Eyes are everywhere
There is little place to hide in a surveillance society.
Acity shut down. Schools closed. Transit halted. Business shuttered. Residents told to stay home and lock their doors. People, including children, killed at a sporting event. Such, it seems, are the consequences western societies must confront in the Age of Terrorism when would-be mass murderers live among us.
Hundreds of law enforcement agents — FBI, police, transit officers and even campus security staff — were engaged in a manhunt Friday that saw the Boston area under martial law conditions. All this for the purpose of capturing the remaining suspect in the Boston Marathon bombings earlier this week, a 19-yearold youth of Chechen origin, Dzhokhar Tsarnaev, who was captured alive late Friday. The other bombing suspect, brother Tamerlan, 26, had been killed earlier in a street shootout with police. Apparently the dead man had a homemade bomb strapped to his body when he was killed.
With Dzhokhar still on the loose, heavily armed law enforcement officers conducted a houseto-house in a residential area of Watertown, a community outside of Boston. They blocked off a 20-block residential area. And then, concerned that Dzhokhar might have already escaped the area, they effectively shut down Boston, one of America’s most populated cities. Massachusetts Gov. Deval Patrick urged residents to “stay indoors, with their doors locked.” Boston police commissioner Edward Davis justified the authorities’ action, saying “We believe this to be a man who’s come here to kill people, and we need to get him in custody.” They finally have.
───
§ TASK INSTRUCTIONS: In the article on the Boston manhunt, how was Tamerlan Tsarnaev killed? Please work from the article alone.
───
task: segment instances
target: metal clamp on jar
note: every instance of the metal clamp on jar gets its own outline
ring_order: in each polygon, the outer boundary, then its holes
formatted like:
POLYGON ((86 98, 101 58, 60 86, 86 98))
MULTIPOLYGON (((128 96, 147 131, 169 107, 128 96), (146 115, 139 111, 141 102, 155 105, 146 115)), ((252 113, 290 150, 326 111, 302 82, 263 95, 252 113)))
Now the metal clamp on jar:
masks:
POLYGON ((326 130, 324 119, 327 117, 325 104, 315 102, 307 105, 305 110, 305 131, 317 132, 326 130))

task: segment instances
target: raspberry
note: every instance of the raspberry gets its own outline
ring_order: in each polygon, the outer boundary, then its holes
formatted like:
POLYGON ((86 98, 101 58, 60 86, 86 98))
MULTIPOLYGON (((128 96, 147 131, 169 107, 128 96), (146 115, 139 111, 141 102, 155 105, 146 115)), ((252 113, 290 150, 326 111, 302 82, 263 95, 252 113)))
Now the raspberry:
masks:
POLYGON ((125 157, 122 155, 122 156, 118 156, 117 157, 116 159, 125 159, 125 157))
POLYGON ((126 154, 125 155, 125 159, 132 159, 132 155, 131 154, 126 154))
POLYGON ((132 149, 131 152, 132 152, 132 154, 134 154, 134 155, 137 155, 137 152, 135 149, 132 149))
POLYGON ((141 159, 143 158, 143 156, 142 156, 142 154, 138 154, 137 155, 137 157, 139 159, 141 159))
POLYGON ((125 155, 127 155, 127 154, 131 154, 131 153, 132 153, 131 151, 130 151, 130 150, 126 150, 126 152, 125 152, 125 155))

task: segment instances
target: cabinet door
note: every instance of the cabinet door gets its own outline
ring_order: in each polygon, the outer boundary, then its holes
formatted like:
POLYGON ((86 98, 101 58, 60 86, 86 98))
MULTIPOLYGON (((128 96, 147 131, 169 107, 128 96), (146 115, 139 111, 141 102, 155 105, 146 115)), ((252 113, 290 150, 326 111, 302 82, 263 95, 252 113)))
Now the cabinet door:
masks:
───
§ RESULT OF THIS TASK: He was killed in a street shootout with police.